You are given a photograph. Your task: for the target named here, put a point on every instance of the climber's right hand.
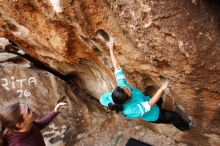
(110, 44)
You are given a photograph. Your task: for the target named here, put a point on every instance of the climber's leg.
(170, 117)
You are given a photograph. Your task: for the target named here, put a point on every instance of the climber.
(18, 125)
(134, 104)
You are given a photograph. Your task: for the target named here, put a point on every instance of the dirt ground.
(116, 130)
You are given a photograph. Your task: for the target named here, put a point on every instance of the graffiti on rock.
(18, 85)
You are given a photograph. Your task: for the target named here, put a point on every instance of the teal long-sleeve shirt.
(137, 106)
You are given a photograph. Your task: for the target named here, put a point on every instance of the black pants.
(170, 117)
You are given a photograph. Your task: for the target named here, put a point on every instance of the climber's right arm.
(115, 62)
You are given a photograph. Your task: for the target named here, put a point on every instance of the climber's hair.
(9, 117)
(119, 97)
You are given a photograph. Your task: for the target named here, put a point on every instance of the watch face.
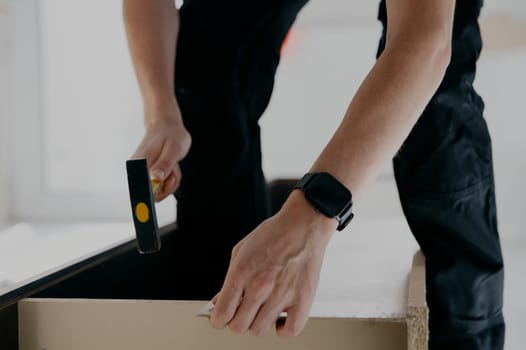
(327, 195)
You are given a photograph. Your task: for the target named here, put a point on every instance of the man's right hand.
(164, 144)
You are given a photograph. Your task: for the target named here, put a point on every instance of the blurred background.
(70, 112)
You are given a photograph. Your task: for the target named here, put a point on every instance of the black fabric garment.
(444, 174)
(227, 56)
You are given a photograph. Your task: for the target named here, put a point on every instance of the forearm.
(152, 28)
(382, 113)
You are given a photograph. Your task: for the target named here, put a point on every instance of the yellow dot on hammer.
(142, 213)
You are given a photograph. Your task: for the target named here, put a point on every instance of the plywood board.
(162, 325)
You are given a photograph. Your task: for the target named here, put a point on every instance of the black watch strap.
(328, 196)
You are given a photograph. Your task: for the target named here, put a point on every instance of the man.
(203, 141)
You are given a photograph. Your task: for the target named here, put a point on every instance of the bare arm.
(276, 267)
(152, 28)
(394, 93)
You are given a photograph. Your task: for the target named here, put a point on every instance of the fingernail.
(157, 175)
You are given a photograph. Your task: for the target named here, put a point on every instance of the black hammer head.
(143, 206)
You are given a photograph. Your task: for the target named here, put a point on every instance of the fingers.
(297, 317)
(170, 184)
(267, 317)
(245, 314)
(226, 305)
(165, 162)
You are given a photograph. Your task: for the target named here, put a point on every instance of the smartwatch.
(328, 196)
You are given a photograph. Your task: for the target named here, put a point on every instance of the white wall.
(340, 36)
(4, 99)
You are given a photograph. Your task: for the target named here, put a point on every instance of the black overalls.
(227, 56)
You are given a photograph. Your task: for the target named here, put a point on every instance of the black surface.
(9, 328)
(109, 274)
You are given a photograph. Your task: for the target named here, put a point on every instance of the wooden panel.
(97, 324)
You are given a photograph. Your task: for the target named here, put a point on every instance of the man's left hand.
(275, 268)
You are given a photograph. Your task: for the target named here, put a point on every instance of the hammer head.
(142, 200)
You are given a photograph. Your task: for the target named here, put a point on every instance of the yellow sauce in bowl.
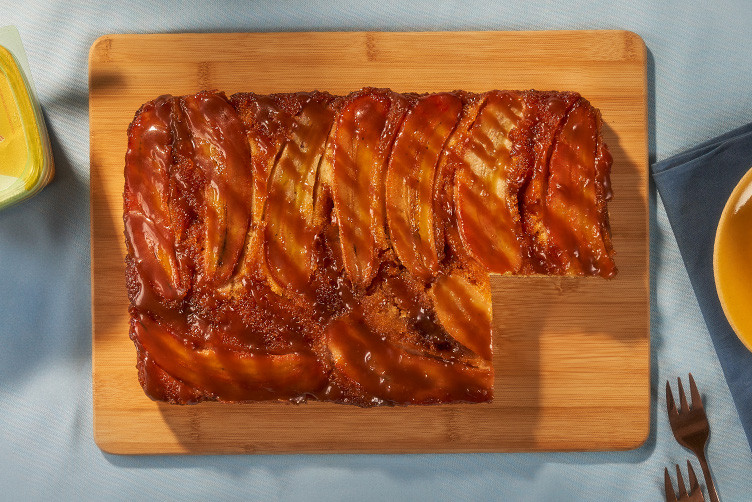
(732, 259)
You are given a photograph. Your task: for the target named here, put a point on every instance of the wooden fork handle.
(708, 478)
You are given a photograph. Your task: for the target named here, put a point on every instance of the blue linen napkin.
(694, 187)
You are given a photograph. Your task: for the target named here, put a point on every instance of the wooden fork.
(691, 428)
(695, 493)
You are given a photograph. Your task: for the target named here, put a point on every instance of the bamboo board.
(571, 355)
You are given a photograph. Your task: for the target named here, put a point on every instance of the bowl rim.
(743, 183)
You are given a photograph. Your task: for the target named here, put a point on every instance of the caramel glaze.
(307, 246)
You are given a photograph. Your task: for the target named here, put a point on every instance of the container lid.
(25, 158)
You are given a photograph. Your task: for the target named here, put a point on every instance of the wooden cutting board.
(571, 355)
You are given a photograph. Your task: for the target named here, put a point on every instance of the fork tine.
(670, 403)
(680, 481)
(670, 494)
(696, 399)
(682, 397)
(693, 484)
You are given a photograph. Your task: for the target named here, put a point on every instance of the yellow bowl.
(732, 260)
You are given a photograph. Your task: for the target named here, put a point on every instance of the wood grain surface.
(571, 355)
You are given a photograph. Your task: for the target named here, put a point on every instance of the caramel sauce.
(306, 246)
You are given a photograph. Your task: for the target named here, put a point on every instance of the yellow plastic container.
(26, 164)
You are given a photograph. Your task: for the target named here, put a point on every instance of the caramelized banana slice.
(410, 182)
(373, 371)
(221, 153)
(573, 217)
(292, 219)
(486, 185)
(548, 112)
(229, 375)
(362, 138)
(464, 310)
(267, 120)
(148, 230)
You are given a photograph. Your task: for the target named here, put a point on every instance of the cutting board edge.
(110, 446)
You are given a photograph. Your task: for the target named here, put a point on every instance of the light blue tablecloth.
(700, 86)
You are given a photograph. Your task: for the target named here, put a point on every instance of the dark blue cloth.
(694, 187)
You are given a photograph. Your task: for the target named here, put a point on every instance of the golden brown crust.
(307, 246)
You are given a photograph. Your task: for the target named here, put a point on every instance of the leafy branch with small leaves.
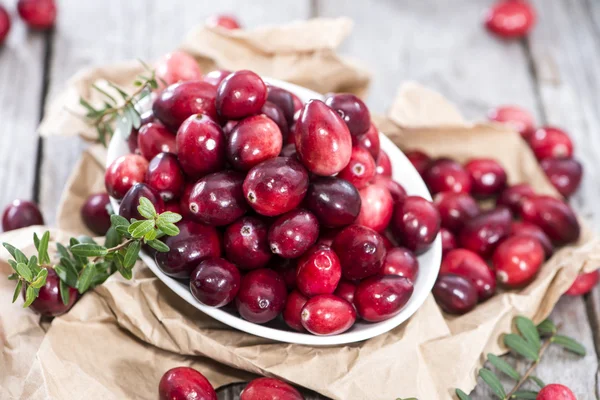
(531, 342)
(85, 264)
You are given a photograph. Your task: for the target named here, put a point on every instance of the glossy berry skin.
(215, 282)
(95, 214)
(246, 244)
(415, 223)
(510, 19)
(322, 139)
(201, 146)
(318, 272)
(488, 177)
(471, 266)
(334, 201)
(218, 199)
(293, 233)
(327, 314)
(254, 140)
(361, 251)
(241, 94)
(184, 383)
(123, 173)
(194, 243)
(276, 186)
(270, 389)
(261, 296)
(454, 294)
(20, 214)
(381, 297)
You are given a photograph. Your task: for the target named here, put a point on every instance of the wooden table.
(440, 43)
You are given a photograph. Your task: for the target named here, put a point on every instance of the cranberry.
(361, 251)
(488, 177)
(276, 186)
(554, 216)
(323, 141)
(261, 296)
(455, 294)
(444, 174)
(218, 199)
(377, 207)
(584, 283)
(334, 201)
(482, 233)
(95, 213)
(510, 19)
(183, 383)
(549, 142)
(246, 243)
(194, 243)
(270, 388)
(37, 14)
(381, 297)
(565, 174)
(179, 101)
(252, 141)
(20, 214)
(415, 223)
(201, 146)
(123, 173)
(318, 272)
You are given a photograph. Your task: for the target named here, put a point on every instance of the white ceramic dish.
(429, 262)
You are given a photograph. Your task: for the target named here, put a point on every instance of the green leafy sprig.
(85, 264)
(530, 342)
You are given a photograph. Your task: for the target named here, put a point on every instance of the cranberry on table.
(184, 383)
(20, 214)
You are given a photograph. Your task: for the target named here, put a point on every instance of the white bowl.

┄┄┄┄┄┄

Exercise brief: Without the pictures, copy the material exactly as given.

Answer below:
You are given a photograph. Your task: for the target named here, put a point on every instance of the climber's right hand.
(110, 44)
You are given a photograph. Your task: for the target named here, put a point on every instance of the climber's leg.
(170, 117)
You are given a photograph. Your task: for the target named here, put a point on every instance of the climber.
(18, 125)
(134, 104)
You are given a photograph. Your task: for the target named here, put a point on every instance of the dirt ground.
(116, 130)
You are given a photograph. Your task: for the target named here, put a point on every instance of the graffiti on rock.
(18, 85)
You are given a photograph. Your task: for the target named here, put a point on every instance of the teal long-sleeve shirt.
(137, 106)
You are given a photograph. Your task: for the target named here, put a point on every instance of the black pants.
(170, 117)
You are given a photograph. Your task: for the target named here, put a point on every instance of the climber's right arm.
(115, 62)
You are given a photograph. Your task: for the target named here, put a point on every instance of the climber's hair.
(9, 117)
(119, 97)
You are given a photograph. Your task: for the target named here, put a point on every instance of the watch face.
(327, 195)
You are given a photograph. Your task: for the target named here, put a point on every instance of the man's right hand.
(164, 144)
You are given a photograph. Your task: for the target named here, put a point on every instance of the blurred background.
(70, 112)
You are given a photograph. Your task: for the target named here, put a point on every instance of the black fabric garment.
(444, 174)
(227, 56)
You are given a photograph. Your task: for the target named here, put a point on every instance of the forearm.
(152, 28)
(382, 113)
You are given a photograph. Your task: for the target named here, put a point on every instance of the yellow dot on hammer.
(142, 213)
You are given a photograph. Your task: for the target named here, put a point on every instance of the plywood board.
(162, 325)
You are given a photograph. Your task: for the target named here, put a point on every instance of the black watch strap.
(328, 196)
You are given a photograph. Your task: for the target named here, put a point on every instance of the man.
(203, 141)
You are given a photograph. Your task: for the target named here, put a point on every instance of the bare arm.
(276, 267)
(152, 28)
(394, 93)
You are given a photograph. Your task: for the target named here, put a point on every instance of the fingernail.
(157, 175)
You are given a photograph. Your task: for the target named here, put a point on every instance of the black hammer head.
(143, 206)
You are given a photograph. Your task: for the target named here, put a point on every instance of the fingers.
(297, 317)
(170, 184)
(267, 317)
(245, 314)
(226, 305)
(165, 162)
You are given a photograph. Your task: for the target named here, put a point on every instance of the smartwatch.
(328, 196)
You are given a photograph. Your task: for the target named here, put a point on every instance of the white wall.
(340, 36)
(4, 99)
You are given a photograph. Your task: for the target named here, put a point on every instance of the black overalls.
(227, 56)
You are given a photograph. Your task: for the target named here, put a point on every instance of the black surface.
(9, 328)
(109, 274)
You are given a photograph. Your task: for the target named here, put a point on every instance of the wooden panel.
(97, 324)
You are given a photograph. Your task: for the target named here, put a point on every instance of the man's left hand.
(275, 268)
You are given a photograph. Your task: for the target named here, put a point on every instance of the hammer head.
(142, 200)
You are given a photograph. Your task: for the target named here, put a point on every instance of the yellow sauce in bowl.
(732, 259)
You are given a photograph. Your task: for the target named here, put a point on every instance of the wooden fork handle.
(708, 478)
You are given a photograph. Your task: for the target named here, put a point on every instance of the blue linen napkin.
(694, 187)
You are given a photograph. Your task: for the target named here, put a point on every instance of the wooden fork.
(691, 428)
(695, 493)
You are given a photograph. Your task: for the target named here, put a point on every instance of the bamboo board.
(571, 355)
You are given a photograph. Your task: for the target named here, put a point on every instance of the bowl rim.
(743, 183)
You are given a photograph. Your task: for the target named here, put a point on every instance of the caramel glaze.
(307, 246)
You are given a photograph. Your task: for the target named here, put a point on every instance of the container lid.
(25, 158)
You are given a photograph. Your task: for the target named here, put a point on every instance of the wooden cutting board.
(571, 355)
You are given a photograph. Your task: for the target named here, put a point on every instance of the fork tine.
(670, 403)
(680, 481)
(670, 494)
(696, 399)
(682, 397)
(693, 484)
You are given a photograph. Your task: for the target named here, put a point on every instance of the yellow bowl.
(732, 260)
You are given a photograph. Your task: for the target named here, put a point on every instance of the wood grain surface.
(571, 355)
You are given a photograph. Your task: for the target named here, put a point on every instance of the caramel sauce.
(306, 246)
You are given a photograph. Your task: for the target named here, put a point on every instance of the yellow plastic container.
(26, 164)
You are given a photograph. Your task: for the target named here, put a point on every instance of the caramelized banana slice.
(410, 182)
(373, 371)
(221, 153)
(573, 217)
(292, 219)
(486, 185)
(548, 112)
(229, 375)
(362, 138)
(464, 310)
(267, 120)
(148, 230)
You are given a photograph. Your task: for the target named here, put a point on every instance of the cutting board edge.
(110, 446)
You are given a photograph. Your task: for the target named here, put a point on every instance of the light blue tablecloth.
(700, 86)
You are given a photograph. Your task: for the target named here, put a point on every instance of the dark blue cloth.
(694, 187)
You are given a photograph. Your task: for the target named here, put a point on every instance of the golden brown crust.
(307, 246)
You are given a photograph. Your task: for the target named here, put a point on every instance of the leafy branch with small leaves.
(531, 342)
(85, 264)
You are given a photograph. Your task: for the target named here, put a point on every instance of the glossy berry skin.
(215, 282)
(95, 214)
(246, 244)
(415, 223)
(510, 19)
(322, 139)
(201, 146)
(318, 272)
(488, 177)
(471, 266)
(334, 201)
(218, 199)
(293, 233)
(327, 314)
(254, 140)
(361, 251)
(241, 94)
(184, 383)
(123, 173)
(194, 243)
(276, 186)
(270, 389)
(261, 296)
(454, 294)
(20, 214)
(381, 297)
You are given a photograph. Your task: for the target named here, put a point on every instance of the wooden table.
(440, 43)
You are given a photograph. Your task: for the target named here, put a point on every instance of the cranberry.
(361, 251)
(488, 177)
(276, 186)
(554, 216)
(323, 141)
(261, 296)
(455, 294)
(444, 174)
(218, 199)
(377, 207)
(584, 283)
(334, 201)
(482, 233)
(95, 213)
(510, 19)
(183, 383)
(549, 142)
(246, 243)
(194, 243)
(270, 388)
(37, 14)
(381, 297)
(565, 174)
(179, 101)
(252, 141)
(20, 214)
(415, 223)
(201, 146)
(123, 173)
(318, 272)
You are given a photograph. Your task: for the target named here, put a point on every instance of the white ceramic dish.
(429, 262)
You are given a photograph. Your task: for the target named here, put a point on every instance of the green leafy sprig.
(85, 264)
(530, 342)
You are given a photograph. Your task: for the target named here, put a point on every instance of the cranberry on table.
(184, 383)
(20, 214)
You are given a photograph. Your task: for the target named here, put a point on every instance of the white bowl.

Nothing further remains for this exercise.